■ **Requirements**:
Please rewrite the entries from the line with "the man's ear." through the end of the entries, changing "innermost point" to "central point" and leaving everything else untouched. Omit the pictures from your answer.

-*-*-

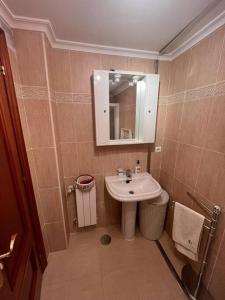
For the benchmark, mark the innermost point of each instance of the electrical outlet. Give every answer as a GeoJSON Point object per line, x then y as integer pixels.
{"type": "Point", "coordinates": [158, 148]}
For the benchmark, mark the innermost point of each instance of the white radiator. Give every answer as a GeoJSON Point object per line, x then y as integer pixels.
{"type": "Point", "coordinates": [86, 207]}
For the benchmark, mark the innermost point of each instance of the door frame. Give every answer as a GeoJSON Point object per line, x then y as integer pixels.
{"type": "Point", "coordinates": [13, 107]}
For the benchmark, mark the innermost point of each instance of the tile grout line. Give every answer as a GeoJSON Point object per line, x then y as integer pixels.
{"type": "Point", "coordinates": [53, 133]}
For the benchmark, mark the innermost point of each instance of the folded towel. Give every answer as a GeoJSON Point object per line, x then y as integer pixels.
{"type": "Point", "coordinates": [187, 230]}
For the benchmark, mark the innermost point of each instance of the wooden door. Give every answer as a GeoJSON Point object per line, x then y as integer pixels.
{"type": "Point", "coordinates": [21, 271]}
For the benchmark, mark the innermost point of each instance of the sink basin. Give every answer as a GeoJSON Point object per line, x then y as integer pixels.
{"type": "Point", "coordinates": [142, 187]}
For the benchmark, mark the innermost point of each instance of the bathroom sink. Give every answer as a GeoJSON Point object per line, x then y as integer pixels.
{"type": "Point", "coordinates": [142, 187]}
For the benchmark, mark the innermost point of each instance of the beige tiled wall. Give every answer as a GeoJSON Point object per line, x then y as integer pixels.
{"type": "Point", "coordinates": [193, 144]}
{"type": "Point", "coordinates": [34, 101]}
{"type": "Point", "coordinates": [72, 83]}
{"type": "Point", "coordinates": [56, 105]}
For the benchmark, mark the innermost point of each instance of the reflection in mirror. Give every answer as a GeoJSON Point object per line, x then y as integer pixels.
{"type": "Point", "coordinates": [122, 105]}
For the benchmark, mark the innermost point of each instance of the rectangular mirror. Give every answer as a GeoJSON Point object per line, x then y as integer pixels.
{"type": "Point", "coordinates": [125, 107]}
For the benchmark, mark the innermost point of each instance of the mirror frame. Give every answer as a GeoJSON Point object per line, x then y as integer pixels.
{"type": "Point", "coordinates": [146, 108]}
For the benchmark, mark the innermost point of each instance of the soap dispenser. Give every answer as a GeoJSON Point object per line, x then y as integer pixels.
{"type": "Point", "coordinates": [138, 167]}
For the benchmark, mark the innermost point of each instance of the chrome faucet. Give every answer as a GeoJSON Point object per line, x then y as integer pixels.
{"type": "Point", "coordinates": [129, 174]}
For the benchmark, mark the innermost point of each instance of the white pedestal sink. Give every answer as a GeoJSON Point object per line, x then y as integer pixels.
{"type": "Point", "coordinates": [142, 187]}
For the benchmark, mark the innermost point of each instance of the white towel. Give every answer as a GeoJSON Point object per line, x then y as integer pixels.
{"type": "Point", "coordinates": [187, 230]}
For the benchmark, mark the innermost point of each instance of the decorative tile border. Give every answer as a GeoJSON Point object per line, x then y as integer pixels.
{"type": "Point", "coordinates": [63, 97]}
{"type": "Point", "coordinates": [200, 93]}
{"type": "Point", "coordinates": [220, 89]}
{"type": "Point", "coordinates": [176, 98]}
{"type": "Point", "coordinates": [34, 92]}
{"type": "Point", "coordinates": [83, 98]}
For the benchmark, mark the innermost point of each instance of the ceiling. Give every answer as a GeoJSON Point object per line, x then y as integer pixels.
{"type": "Point", "coordinates": [135, 24]}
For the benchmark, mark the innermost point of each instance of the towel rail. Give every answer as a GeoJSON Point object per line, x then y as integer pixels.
{"type": "Point", "coordinates": [215, 212]}
{"type": "Point", "coordinates": [200, 203]}
{"type": "Point", "coordinates": [204, 225]}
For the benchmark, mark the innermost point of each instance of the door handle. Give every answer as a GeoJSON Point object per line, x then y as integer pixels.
{"type": "Point", "coordinates": [11, 247]}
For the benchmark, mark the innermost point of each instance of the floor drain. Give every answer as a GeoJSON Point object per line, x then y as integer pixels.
{"type": "Point", "coordinates": [105, 239]}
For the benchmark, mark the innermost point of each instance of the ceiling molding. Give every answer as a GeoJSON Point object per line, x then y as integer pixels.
{"type": "Point", "coordinates": [205, 31]}
{"type": "Point", "coordinates": [12, 21]}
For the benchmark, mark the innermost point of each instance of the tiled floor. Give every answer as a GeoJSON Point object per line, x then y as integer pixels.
{"type": "Point", "coordinates": [123, 270]}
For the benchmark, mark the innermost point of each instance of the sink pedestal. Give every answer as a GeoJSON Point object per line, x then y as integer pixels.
{"type": "Point", "coordinates": [129, 219]}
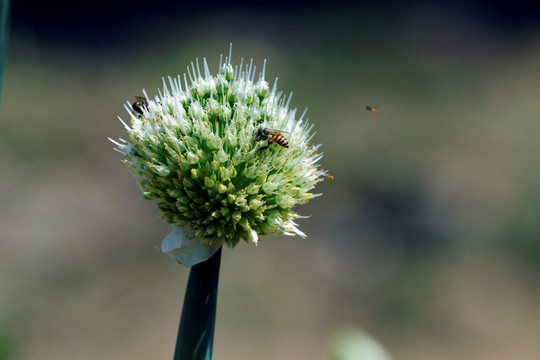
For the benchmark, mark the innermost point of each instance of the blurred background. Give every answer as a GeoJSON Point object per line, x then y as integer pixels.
{"type": "Point", "coordinates": [428, 239]}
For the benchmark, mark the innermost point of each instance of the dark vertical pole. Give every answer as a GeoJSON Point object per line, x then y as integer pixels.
{"type": "Point", "coordinates": [196, 332]}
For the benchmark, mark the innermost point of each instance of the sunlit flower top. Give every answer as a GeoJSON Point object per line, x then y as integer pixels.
{"type": "Point", "coordinates": [196, 148]}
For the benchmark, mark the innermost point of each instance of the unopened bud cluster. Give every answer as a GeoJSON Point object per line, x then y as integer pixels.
{"type": "Point", "coordinates": [194, 146]}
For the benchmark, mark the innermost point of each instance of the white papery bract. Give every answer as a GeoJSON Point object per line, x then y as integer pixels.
{"type": "Point", "coordinates": [195, 148]}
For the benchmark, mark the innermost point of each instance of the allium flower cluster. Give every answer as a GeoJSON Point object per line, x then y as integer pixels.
{"type": "Point", "coordinates": [196, 150]}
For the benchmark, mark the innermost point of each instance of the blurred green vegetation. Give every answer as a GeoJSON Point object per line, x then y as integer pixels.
{"type": "Point", "coordinates": [428, 238]}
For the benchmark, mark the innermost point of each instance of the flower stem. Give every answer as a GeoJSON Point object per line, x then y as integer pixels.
{"type": "Point", "coordinates": [196, 332]}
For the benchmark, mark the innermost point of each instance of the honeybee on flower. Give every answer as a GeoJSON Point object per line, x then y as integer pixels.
{"type": "Point", "coordinates": [193, 148]}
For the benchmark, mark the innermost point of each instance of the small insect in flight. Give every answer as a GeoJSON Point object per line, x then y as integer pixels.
{"type": "Point", "coordinates": [373, 109]}
{"type": "Point", "coordinates": [271, 136]}
{"type": "Point", "coordinates": [139, 104]}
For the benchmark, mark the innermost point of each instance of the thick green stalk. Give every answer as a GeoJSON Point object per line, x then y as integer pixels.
{"type": "Point", "coordinates": [196, 332]}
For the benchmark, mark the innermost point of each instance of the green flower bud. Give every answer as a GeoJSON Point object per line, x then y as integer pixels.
{"type": "Point", "coordinates": [196, 150]}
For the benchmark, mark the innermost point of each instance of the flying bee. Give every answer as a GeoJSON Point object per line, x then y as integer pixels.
{"type": "Point", "coordinates": [373, 109]}
{"type": "Point", "coordinates": [139, 104]}
{"type": "Point", "coordinates": [271, 136]}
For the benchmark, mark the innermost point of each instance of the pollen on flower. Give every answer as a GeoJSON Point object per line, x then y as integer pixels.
{"type": "Point", "coordinates": [195, 147]}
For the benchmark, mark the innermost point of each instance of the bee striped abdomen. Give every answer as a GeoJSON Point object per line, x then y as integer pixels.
{"type": "Point", "coordinates": [280, 140]}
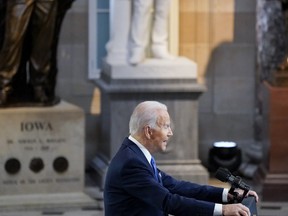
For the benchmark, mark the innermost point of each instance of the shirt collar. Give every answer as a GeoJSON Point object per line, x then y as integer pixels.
{"type": "Point", "coordinates": [142, 148]}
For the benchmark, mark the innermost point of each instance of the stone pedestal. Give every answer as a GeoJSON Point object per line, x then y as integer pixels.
{"type": "Point", "coordinates": [42, 156]}
{"type": "Point", "coordinates": [275, 186]}
{"type": "Point", "coordinates": [170, 82]}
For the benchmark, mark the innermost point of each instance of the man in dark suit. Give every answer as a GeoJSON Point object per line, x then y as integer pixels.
{"type": "Point", "coordinates": [134, 187]}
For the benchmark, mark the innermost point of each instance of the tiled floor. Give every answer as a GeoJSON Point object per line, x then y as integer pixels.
{"type": "Point", "coordinates": [96, 209]}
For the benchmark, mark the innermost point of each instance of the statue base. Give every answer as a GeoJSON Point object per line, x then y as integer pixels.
{"type": "Point", "coordinates": [42, 155]}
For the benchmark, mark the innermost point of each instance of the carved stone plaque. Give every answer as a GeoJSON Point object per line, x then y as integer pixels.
{"type": "Point", "coordinates": [41, 150]}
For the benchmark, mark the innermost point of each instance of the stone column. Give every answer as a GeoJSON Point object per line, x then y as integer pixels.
{"type": "Point", "coordinates": [120, 16]}
{"type": "Point", "coordinates": [171, 82]}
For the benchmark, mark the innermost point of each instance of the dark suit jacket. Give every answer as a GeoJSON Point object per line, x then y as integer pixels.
{"type": "Point", "coordinates": [131, 189]}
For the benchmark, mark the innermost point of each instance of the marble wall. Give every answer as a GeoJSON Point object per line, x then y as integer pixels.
{"type": "Point", "coordinates": [219, 35]}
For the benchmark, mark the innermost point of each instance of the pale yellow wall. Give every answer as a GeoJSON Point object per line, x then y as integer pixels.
{"type": "Point", "coordinates": [204, 25]}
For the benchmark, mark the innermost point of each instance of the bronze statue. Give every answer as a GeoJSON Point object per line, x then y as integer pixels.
{"type": "Point", "coordinates": [29, 33]}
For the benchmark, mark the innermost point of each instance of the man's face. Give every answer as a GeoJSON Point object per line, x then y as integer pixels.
{"type": "Point", "coordinates": [161, 134]}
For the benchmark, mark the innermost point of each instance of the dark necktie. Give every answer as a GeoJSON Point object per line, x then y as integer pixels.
{"type": "Point", "coordinates": [153, 164]}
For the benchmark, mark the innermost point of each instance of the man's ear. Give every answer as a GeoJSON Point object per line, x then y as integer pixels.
{"type": "Point", "coordinates": [148, 131]}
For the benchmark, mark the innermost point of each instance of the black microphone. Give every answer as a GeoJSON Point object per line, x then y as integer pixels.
{"type": "Point", "coordinates": [225, 176]}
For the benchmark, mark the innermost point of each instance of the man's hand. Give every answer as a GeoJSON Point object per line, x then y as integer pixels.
{"type": "Point", "coordinates": [253, 193]}
{"type": "Point", "coordinates": [235, 210]}
{"type": "Point", "coordinates": [240, 192]}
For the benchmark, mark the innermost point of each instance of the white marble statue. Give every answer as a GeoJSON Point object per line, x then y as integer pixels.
{"type": "Point", "coordinates": [120, 18]}
{"type": "Point", "coordinates": [142, 31]}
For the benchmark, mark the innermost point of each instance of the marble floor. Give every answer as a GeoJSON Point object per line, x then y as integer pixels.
{"type": "Point", "coordinates": [95, 208]}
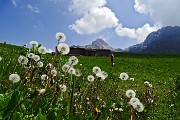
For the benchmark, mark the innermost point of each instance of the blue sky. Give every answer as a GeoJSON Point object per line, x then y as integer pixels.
{"type": "Point", "coordinates": [120, 23]}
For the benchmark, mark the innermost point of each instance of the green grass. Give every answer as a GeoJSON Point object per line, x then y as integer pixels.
{"type": "Point", "coordinates": [162, 71]}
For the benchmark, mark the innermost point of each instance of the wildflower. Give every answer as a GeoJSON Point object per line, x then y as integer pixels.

-*-*-

■ **Task response**:
For the benchmark, mark the central point of each instance of the man's ear. Give every answer as a GeoJSON Point object per line, x then y as integer pixels.
{"type": "Point", "coordinates": [148, 131]}
For the benchmark, mark the central point of each instance of the black microphone. Give every answer as a GeoJSON Point object per line, x then y as integer pixels.
{"type": "Point", "coordinates": [225, 176]}
For the benchmark, mark the central point of each instance of the man's hand. Give every answer as a GeoJSON Point object per line, x then y as integer pixels.
{"type": "Point", "coordinates": [253, 193]}
{"type": "Point", "coordinates": [235, 210]}
{"type": "Point", "coordinates": [240, 192]}
For the benchmark, mark the central point of each instance of the white marble statue. Give every answer as a GeoJSON Point object per line, x then y as integer pixels.
{"type": "Point", "coordinates": [120, 18]}
{"type": "Point", "coordinates": [142, 31]}
For the benchmark, mark the central point of each instance of the marble floor. Give every answer as a GeoJSON Point object per line, x then y as integer pixels.
{"type": "Point", "coordinates": [95, 208]}
For the benchmark, mark the central point of each instance of the blue sky. Give every answer as a GeoJSON Point object per line, x then y as integer pixels.
{"type": "Point", "coordinates": [120, 23]}
For the benchmark, mark the central point of each instance of the green grass. Give every answer as a GeoJSON Point object per line, x then y as integer pixels.
{"type": "Point", "coordinates": [162, 71]}
For the benchmark, mark the central point of each instance of the wildflower. Give every answer as a GeoJSON Point object per line, x then y as integer pixels.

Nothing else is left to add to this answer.